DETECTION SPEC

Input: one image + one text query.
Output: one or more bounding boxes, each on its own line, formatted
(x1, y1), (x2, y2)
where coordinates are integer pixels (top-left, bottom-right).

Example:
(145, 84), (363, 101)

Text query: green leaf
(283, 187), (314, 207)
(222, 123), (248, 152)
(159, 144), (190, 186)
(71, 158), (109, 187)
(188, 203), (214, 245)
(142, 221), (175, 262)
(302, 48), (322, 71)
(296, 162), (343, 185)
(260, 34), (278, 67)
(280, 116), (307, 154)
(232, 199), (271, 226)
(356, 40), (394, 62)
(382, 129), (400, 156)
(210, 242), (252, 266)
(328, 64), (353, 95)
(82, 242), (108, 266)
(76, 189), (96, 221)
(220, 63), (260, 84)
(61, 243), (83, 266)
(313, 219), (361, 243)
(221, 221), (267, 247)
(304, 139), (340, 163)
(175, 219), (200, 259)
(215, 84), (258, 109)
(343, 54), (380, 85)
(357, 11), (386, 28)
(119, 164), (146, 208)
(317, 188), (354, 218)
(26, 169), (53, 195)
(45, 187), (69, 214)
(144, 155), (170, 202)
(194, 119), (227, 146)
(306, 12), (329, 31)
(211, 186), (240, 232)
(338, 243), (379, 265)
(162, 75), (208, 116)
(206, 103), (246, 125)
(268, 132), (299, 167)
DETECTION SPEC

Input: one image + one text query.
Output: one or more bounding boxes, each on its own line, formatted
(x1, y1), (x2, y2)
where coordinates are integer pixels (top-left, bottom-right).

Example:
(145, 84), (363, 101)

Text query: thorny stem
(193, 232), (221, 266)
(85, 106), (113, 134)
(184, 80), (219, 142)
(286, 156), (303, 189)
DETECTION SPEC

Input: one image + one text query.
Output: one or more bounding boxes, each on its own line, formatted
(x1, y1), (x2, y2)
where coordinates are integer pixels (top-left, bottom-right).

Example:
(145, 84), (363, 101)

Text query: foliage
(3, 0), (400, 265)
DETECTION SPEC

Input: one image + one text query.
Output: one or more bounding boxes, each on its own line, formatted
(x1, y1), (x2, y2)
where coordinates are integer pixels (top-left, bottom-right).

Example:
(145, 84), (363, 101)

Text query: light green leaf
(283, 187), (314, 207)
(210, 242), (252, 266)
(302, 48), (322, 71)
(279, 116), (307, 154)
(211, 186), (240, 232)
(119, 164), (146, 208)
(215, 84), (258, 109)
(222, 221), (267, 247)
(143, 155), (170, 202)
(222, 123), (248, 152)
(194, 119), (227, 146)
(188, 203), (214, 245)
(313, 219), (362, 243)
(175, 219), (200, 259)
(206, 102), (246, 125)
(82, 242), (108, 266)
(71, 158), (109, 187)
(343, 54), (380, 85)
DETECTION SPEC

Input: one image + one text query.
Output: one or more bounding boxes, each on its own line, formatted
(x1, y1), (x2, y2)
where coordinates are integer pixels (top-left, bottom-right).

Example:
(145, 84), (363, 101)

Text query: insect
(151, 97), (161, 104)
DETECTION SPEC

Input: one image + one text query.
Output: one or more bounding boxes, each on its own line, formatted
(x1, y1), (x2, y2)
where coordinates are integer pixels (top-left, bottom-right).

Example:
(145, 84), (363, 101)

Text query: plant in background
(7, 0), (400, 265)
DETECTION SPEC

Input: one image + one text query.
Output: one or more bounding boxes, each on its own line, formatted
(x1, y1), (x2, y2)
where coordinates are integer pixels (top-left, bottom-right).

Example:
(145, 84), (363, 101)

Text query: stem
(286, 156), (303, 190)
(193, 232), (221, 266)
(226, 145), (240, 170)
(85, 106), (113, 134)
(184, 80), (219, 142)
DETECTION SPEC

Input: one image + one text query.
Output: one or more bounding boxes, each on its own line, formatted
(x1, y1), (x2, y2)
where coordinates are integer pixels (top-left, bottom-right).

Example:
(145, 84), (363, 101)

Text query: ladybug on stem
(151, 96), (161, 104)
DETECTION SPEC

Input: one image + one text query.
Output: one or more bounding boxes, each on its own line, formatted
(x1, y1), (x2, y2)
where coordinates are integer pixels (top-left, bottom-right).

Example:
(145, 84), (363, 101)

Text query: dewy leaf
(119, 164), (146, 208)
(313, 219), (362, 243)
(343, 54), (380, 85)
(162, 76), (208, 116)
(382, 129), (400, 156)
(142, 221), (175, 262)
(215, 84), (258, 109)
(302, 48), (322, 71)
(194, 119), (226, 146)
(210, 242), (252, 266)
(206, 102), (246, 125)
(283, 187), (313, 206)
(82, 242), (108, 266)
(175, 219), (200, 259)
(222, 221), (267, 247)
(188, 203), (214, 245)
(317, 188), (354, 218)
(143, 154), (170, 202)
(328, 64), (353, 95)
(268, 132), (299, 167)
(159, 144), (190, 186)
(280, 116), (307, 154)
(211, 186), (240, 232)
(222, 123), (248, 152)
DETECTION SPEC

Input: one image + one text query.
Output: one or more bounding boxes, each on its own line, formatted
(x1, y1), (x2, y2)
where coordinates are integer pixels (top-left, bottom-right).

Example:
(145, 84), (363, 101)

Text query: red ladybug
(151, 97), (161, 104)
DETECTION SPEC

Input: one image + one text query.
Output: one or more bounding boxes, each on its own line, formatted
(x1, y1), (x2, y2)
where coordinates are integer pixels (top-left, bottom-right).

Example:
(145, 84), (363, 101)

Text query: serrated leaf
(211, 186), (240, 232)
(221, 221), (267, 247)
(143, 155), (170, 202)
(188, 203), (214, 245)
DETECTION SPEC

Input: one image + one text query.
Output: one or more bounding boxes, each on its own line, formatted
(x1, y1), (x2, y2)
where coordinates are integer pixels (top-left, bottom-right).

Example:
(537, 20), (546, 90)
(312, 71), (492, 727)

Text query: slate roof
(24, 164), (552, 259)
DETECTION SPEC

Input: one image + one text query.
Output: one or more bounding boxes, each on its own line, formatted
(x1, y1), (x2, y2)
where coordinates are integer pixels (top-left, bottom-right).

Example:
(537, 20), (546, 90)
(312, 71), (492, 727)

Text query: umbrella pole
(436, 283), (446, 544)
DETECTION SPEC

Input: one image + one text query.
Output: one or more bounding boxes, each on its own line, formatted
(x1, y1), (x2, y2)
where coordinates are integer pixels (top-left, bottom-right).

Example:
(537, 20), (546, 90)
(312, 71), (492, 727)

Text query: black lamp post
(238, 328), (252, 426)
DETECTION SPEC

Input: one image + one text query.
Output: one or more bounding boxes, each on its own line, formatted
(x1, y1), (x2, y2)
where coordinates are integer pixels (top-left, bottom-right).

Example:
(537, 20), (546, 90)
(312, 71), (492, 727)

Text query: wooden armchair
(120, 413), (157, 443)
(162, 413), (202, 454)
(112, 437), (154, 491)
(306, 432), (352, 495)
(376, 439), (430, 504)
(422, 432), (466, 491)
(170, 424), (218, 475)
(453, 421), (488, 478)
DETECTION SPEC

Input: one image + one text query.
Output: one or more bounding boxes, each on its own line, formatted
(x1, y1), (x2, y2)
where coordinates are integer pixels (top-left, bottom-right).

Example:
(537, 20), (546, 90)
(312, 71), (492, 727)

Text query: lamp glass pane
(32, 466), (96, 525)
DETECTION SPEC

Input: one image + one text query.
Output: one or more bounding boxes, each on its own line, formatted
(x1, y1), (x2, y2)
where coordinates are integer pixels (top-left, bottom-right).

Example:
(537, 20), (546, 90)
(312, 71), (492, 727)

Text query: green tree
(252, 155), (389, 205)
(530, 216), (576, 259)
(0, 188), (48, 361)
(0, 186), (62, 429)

==========

= What is asked =
Switch every "DETECTION SPEC" in the material above to "LOCALIZATION SPEC", then reproduce the material in full with nothing else altered.

= Complete output =
LOCALIZATION SPEC

Input: one image + one text query.
Output: one or more bounding boxes, each on its own line, formatted
(x1, y1), (x2, y2)
where coordinates are integer pixels (top-left, bottom-right).

Example:
(145, 84), (363, 101)

Text query: green leaf
(283, 187), (314, 207)
(222, 123), (248, 152)
(159, 144), (190, 186)
(71, 158), (109, 187)
(188, 203), (214, 245)
(142, 221), (175, 262)
(302, 48), (322, 71)
(296, 162), (343, 185)
(260, 34), (278, 67)
(280, 116), (307, 154)
(232, 199), (271, 226)
(356, 40), (394, 62)
(382, 129), (400, 156)
(210, 242), (252, 266)
(328, 64), (353, 95)
(82, 242), (108, 266)
(76, 189), (96, 221)
(220, 63), (260, 84)
(61, 243), (83, 266)
(313, 219), (361, 243)
(221, 221), (267, 247)
(304, 139), (340, 163)
(175, 219), (200, 259)
(215, 84), (258, 109)
(343, 54), (380, 85)
(357, 11), (386, 28)
(119, 164), (146, 208)
(317, 188), (354, 218)
(26, 169), (53, 195)
(45, 187), (69, 214)
(144, 155), (170, 202)
(194, 119), (227, 146)
(306, 12), (329, 31)
(211, 186), (240, 232)
(338, 243), (379, 265)
(162, 75), (208, 116)
(206, 103), (246, 125)
(268, 132), (299, 167)
LOCALIZATION SPEC

Input: one image + one text query.
Output: one or more bounding boxes, each on its own line, formatted
(x1, y1), (x2, y2)
where coordinates are integer pixels (top-left, bottom-right).

Example:
(145, 84), (363, 101)

Text query: thorny stem
(193, 232), (221, 266)
(85, 106), (113, 134)
(184, 80), (219, 142)
(286, 156), (303, 189)
LOCALIZATION SPEC

Input: one image + one text query.
Output: one or more bounding boxes, each on its own line, formatted
(x1, y1), (x2, y2)
where coordinates are integer pixels (top-left, bottom-right).

Example:
(145, 84), (363, 101)

Text query: foliage
(3, 0), (400, 265)
LOCALIZATION SPEC

Input: one image + one text query.
Output: one or more bounding boxes, each on its own line, formatted
(x1, y1), (x2, y2)
where coordinates are integer pixels (top-left, bottom-right).

Example:
(145, 84), (363, 101)

Text query: light green leaf
(283, 187), (314, 207)
(210, 242), (252, 266)
(302, 48), (322, 71)
(279, 116), (307, 154)
(211, 186), (240, 232)
(119, 164), (146, 208)
(215, 84), (258, 109)
(222, 221), (267, 247)
(143, 155), (170, 202)
(222, 123), (248, 152)
(194, 119), (227, 146)
(188, 203), (214, 245)
(313, 219), (362, 243)
(175, 219), (200, 259)
(206, 102), (246, 125)
(82, 242), (108, 266)
(71, 158), (109, 187)
(343, 54), (380, 85)
LOCALIZATION SPEC

Input: one image + one text query.
Output: one or more bounding boxes, each on its own line, formatted
(x1, y1), (x2, y2)
where coordinates are integer pixels (top-left, bottom-right).

Example:
(145, 84), (363, 101)

Text query: insect
(151, 97), (161, 104)
LOCALIZATION SPEC

Input: one image + one text query.
Output: one or more bounding boxes, each on its own line, formatted
(x1, y1), (x2, y2)
where coordinates are integer pixels (top-left, bottom-right).

Example:
(145, 84), (363, 101)

Text query: plant in background
(7, 0), (400, 265)
LOCALIZATION SPEC

Input: one image + one text query.
Output: one or more bounding boxes, each on its own line, formatted
(x1, y1), (x2, y2)
where coordinates are integer pixels (top-left, bottom-right).

Example:
(145, 84), (363, 101)

Text query: stem
(286, 156), (303, 190)
(193, 232), (221, 266)
(226, 145), (240, 170)
(85, 106), (113, 134)
(184, 80), (219, 142)
LOCALIZATION SPEC

Input: one image + one text query.
Output: one or more bounding boxes, each on its own line, formatted
(x1, y1), (x2, y2)
where coordinates are integer pixels (top-left, bottom-right).

Example:
(145, 84), (363, 101)

Text query: ladybug on stem
(151, 96), (161, 104)
LOCALIZATION SPEC

Input: one image + one text query.
Output: one or more bounding boxes, each on its own line, formatted
(x1, y1), (x2, y2)
where coordinates are integer pixels (top-left, bottom-right).

Example:
(145, 84), (363, 101)

Text query: dewy leaf
(119, 164), (146, 208)
(313, 219), (362, 243)
(343, 54), (380, 85)
(162, 76), (208, 116)
(382, 129), (400, 156)
(142, 221), (175, 262)
(215, 84), (258, 109)
(302, 48), (322, 71)
(194, 119), (226, 146)
(210, 242), (252, 266)
(206, 102), (246, 125)
(283, 187), (313, 206)
(82, 242), (108, 266)
(175, 219), (200, 259)
(222, 221), (267, 247)
(188, 203), (214, 245)
(317, 188), (354, 218)
(143, 154), (170, 202)
(328, 64), (353, 95)
(268, 132), (299, 167)
(159, 144), (190, 186)
(280, 116), (307, 154)
(211, 186), (240, 232)
(222, 123), (248, 152)
LOCALIZATION SPEC

Input: one image + one text query.
Output: one or more bounding boxes, each on its own line, formatted
(x1, y1), (x2, y2)
where coordinates are integer pixels (top-left, bottom-right).

Example:
(145, 84), (363, 101)

Text query: red ladybug
(151, 97), (161, 104)
LOCALIZATION SPEC

Input: one image + one text query.
Output: one or more bounding boxes, each on its own line, formatted
(x1, y1), (x2, y2)
where coordinates are integer pixels (top-left, bottom-right).

Example:
(145, 84), (363, 101)

Text query: serrated leaf
(211, 186), (240, 232)
(221, 221), (267, 247)
(143, 155), (170, 202)
(188, 203), (214, 245)
LOCALIZATION SPEC

Input: one image + one text query.
Output: one or more bounding boxes, each on its own line, formatted
(x1, y1), (x2, y2)
where coordinates are integer pixels (top-left, bottom-right).

Example:
(537, 20), (546, 90)
(312, 71), (492, 727)

Text query: slate roof
(24, 164), (552, 259)
LOCALIZATION SPEC

Input: one image + one text query.
Output: one or more bounding boxes, each on its own line, formatted
(x1, y1), (x2, y2)
where coordinates are integer pixels (top-left, bottom-right).

Example:
(537, 20), (546, 90)
(312, 71), (492, 727)

Text query: umbrella pole
(436, 283), (446, 544)
LOCALIZATION SPEC

Input: one image + one text query.
Output: one or more bounding boxes, each on its own line, formatted
(x1, y1), (x2, y2)
where coordinates are integer pixels (top-left, bottom-right).

Example:
(537, 20), (546, 90)
(312, 71), (492, 727)

Text query: black lamp post
(238, 328), (252, 426)
LOCALIZATION SPEC

Input: one image + one text query.
Output: one or more bounding boxes, each on its own line, formatted
(x1, y1), (x2, y2)
where coordinates are integer pixels (top-left, bottom-right).

Example:
(537, 20), (546, 90)
(312, 71), (492, 727)

Text query: wooden armchair
(120, 413), (157, 443)
(162, 413), (202, 454)
(112, 437), (154, 491)
(306, 432), (352, 495)
(376, 439), (430, 504)
(422, 432), (466, 491)
(170, 424), (218, 475)
(453, 421), (488, 478)
LOCALIZATION SPEC

Input: one image + one text query.
Output: one or more bounding boxes, each on its own line, formatted
(x1, y1), (x2, y2)
where coordinates are integer pixels (top-left, bottom-right).

Example:
(537, 20), (546, 90)
(312, 71), (492, 727)

Text query: lamp glass pane
(32, 466), (96, 525)
LOCALIZATION SPEC

Input: one image + one text query.
Output: one or more bounding boxes, each on its own line, formatted
(x1, y1), (x2, y2)
where coordinates are integer pixels (top-left, bottom-right).

Example:
(537, 20), (546, 90)
(312, 71), (492, 727)

Text query: green tree
(252, 155), (389, 205)
(530, 216), (576, 259)
(0, 188), (48, 361)
(0, 186), (62, 429)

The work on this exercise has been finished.